Search the entries below for the word "arched", then copy each line in which it is found.

### Provided data
---+---

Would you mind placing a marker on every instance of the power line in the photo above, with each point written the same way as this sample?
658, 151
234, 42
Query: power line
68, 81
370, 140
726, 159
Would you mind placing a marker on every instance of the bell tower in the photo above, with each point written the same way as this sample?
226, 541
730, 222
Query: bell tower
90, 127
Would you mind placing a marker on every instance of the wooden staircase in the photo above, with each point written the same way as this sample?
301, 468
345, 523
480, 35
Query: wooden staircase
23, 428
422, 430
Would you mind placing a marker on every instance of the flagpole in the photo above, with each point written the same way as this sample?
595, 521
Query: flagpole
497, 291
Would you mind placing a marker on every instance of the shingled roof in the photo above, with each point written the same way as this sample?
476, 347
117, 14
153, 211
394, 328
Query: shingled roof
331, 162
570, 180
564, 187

---+---

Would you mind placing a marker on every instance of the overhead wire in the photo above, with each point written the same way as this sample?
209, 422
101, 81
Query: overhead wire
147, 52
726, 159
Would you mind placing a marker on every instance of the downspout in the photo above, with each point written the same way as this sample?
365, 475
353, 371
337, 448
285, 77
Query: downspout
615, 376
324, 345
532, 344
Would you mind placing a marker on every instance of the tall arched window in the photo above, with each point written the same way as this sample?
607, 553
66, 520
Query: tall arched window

---+---

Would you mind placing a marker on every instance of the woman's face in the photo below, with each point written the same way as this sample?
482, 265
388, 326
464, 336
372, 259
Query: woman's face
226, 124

---+---

### Task solution
Would you mind placing a marker on every instance of the tall arched window in the photo above, with each point written the same way as this sample?
Query: tall arched window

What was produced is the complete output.